====== Text passage
Artificial intelligence milestone -Polaris computer begins beating human poker champions

The Second Man-Machine Poker Competition has computers from the University of Alberta playing some of the biggest names in the online poker world: Nick “stoxtrader” Grudzien, Matt “Hoss_TBF” Hawrilenko, and IJay “doughnutz” Palansky.

On July 6, 2008 Polaris completed a come-from-behind victory by posting a decisive win against Matt Hawrilenko and IJay Palansky. Polaris won both sides of the duplicate match to win convincingly.

The results are here


Match Player.........Amount Won Player........ Amount Won Difference Result
Live 1 Nick Grudzien -$42000..... Kyle Hendon... +$37000 ...-$5000... Draw
Live 2 Rich McRoberts +$89500.... Victor Acosta. -$39500 ..+$50000... Humans Win
Live 3 Mark Newhouse +$251500.... IJay Palansky. -$307500 .-$56000... Polaris Wins
Live 4 Matt Hawrilenko -$60500... IJay Palansky. -$29000 ..-$89500... Polaris Wins

It was just in April 2008 that a computer started to become competitive with humans in 9X9 Go.

Checkers (8X8) was weakly solved April 2007 by the University of Alberta They are the same group that built the Polaris poker bot

Eetimes reports, the University of Alberta group said it expects to be asked for rematches by the vanquished pros as well as by other poker experts who will claim the win by Polaris was a fluke. “Even after Deep Blue beat Kasparov, there were still some skeptics, and I think the same is true here,” said Bowling. “Over the next year or so there are going to have to be several rematches before everyone is convinced that humans have been surpassed by machines in poker.”
============
====== Supplied material
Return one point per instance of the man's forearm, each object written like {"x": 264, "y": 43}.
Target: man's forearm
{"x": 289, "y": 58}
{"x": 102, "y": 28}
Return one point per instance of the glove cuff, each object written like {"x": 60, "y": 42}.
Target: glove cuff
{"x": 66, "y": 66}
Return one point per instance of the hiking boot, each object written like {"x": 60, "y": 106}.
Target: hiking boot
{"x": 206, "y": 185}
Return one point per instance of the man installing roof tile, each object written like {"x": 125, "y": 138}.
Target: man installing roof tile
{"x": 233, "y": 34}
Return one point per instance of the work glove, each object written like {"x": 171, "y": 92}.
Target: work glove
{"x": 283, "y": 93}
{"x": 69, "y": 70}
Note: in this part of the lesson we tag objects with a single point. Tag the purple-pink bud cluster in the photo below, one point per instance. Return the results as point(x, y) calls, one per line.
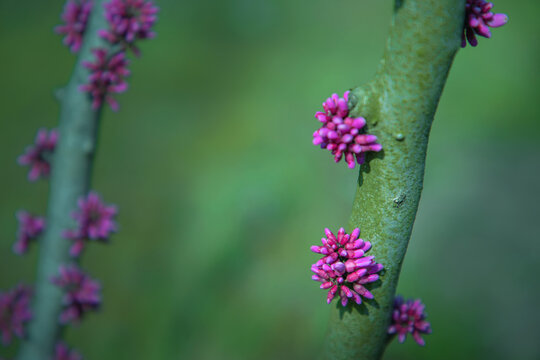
point(75, 17)
point(478, 20)
point(14, 312)
point(81, 293)
point(95, 221)
point(107, 76)
point(38, 155)
point(30, 227)
point(409, 317)
point(344, 269)
point(342, 134)
point(129, 20)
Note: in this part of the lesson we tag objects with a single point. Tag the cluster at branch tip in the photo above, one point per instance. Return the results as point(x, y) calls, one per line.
point(63, 352)
point(129, 20)
point(81, 293)
point(409, 317)
point(478, 20)
point(30, 227)
point(341, 134)
point(14, 312)
point(95, 221)
point(38, 155)
point(344, 269)
point(107, 77)
point(75, 17)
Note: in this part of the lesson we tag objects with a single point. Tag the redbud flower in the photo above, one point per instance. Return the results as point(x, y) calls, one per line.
point(409, 317)
point(345, 269)
point(75, 16)
point(95, 222)
point(82, 293)
point(38, 156)
point(129, 20)
point(478, 20)
point(107, 77)
point(62, 352)
point(30, 227)
point(14, 312)
point(341, 134)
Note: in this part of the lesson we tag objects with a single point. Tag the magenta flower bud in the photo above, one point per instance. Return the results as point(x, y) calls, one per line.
point(409, 317)
point(348, 270)
point(38, 156)
point(75, 17)
point(363, 291)
point(354, 245)
point(108, 73)
point(339, 267)
point(14, 312)
point(81, 293)
point(478, 20)
point(355, 276)
point(95, 221)
point(129, 20)
point(327, 285)
point(340, 133)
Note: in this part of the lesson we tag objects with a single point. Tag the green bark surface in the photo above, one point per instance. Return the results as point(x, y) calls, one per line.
point(399, 106)
point(70, 179)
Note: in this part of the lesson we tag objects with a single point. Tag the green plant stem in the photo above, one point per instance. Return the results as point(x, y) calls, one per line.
point(399, 106)
point(70, 179)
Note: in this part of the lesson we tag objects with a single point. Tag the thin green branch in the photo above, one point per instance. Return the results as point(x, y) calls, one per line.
point(399, 106)
point(70, 179)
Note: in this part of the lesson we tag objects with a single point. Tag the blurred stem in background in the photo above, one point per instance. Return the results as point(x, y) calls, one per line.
point(70, 180)
point(399, 106)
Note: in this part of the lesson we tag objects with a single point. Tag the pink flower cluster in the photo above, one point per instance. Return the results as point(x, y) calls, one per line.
point(30, 227)
point(75, 17)
point(129, 20)
point(37, 156)
point(95, 221)
point(14, 312)
point(341, 134)
point(344, 269)
point(62, 352)
point(409, 317)
point(82, 293)
point(478, 20)
point(107, 76)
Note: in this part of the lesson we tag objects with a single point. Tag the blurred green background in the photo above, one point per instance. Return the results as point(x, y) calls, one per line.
point(221, 192)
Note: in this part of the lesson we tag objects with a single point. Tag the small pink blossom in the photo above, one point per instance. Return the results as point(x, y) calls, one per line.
point(30, 227)
point(478, 20)
point(38, 156)
point(95, 221)
point(344, 269)
point(107, 76)
point(14, 312)
point(62, 352)
point(409, 317)
point(129, 20)
point(341, 134)
point(75, 17)
point(82, 293)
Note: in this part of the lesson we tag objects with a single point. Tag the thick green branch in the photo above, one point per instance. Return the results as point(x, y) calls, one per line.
point(399, 105)
point(70, 179)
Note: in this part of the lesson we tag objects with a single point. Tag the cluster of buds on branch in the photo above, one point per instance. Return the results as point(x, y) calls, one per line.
point(128, 21)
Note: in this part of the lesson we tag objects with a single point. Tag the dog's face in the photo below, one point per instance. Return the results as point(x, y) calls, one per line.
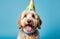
point(29, 21)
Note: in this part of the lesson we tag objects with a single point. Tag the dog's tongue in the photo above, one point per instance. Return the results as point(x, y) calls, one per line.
point(28, 28)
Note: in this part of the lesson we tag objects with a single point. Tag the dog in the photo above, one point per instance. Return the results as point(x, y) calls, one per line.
point(29, 23)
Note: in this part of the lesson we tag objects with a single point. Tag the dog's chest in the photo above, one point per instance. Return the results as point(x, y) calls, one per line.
point(31, 37)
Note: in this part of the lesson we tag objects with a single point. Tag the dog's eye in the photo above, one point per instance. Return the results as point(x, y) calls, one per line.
point(33, 16)
point(25, 15)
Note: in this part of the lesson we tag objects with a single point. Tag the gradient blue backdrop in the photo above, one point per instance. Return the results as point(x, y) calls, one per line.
point(48, 10)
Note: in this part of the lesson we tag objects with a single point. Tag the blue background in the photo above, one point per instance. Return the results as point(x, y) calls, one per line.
point(48, 10)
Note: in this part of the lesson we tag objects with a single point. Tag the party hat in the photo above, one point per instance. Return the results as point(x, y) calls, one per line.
point(31, 6)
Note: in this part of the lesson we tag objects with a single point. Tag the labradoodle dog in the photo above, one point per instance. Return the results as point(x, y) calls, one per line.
point(28, 24)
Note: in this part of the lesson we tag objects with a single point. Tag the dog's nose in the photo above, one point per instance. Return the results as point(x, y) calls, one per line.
point(29, 21)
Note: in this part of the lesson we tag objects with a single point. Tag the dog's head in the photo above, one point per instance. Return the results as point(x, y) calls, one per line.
point(29, 21)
============
Exercise objective:
In the Polaris poker article, reproduce the passage that starts at the words "On July 6, 2008" and stops after "humans in 9X9 Go.".

Complete answer:
On July 6, 2008 Polaris completed a come-from-behind victory by posting a decisive win against Matt Hawrilenko and IJay Palansky. Polaris won both sides of the duplicate match to win convincingly.

The results are here


Match Player.........Amount Won Player........ Amount Won Difference Result
Live 1 Nick Grudzien -$42000..... Kyle Hendon... +$37000 ...-$5000... Draw
Live 2 Rich McRoberts +$89500.... Victor Acosta. -$39500 ..+$50000... Humans Win
Live 3 Mark Newhouse +$251500.... IJay Palansky. -$307500 .-$56000... Polaris Wins
Live 4 Matt Hawrilenko -$60500... IJay Palansky. -$29000 ..-$89500... Polaris Wins

It was just in April 2008 that a computer started to become competitive with humans in 9X9 Go.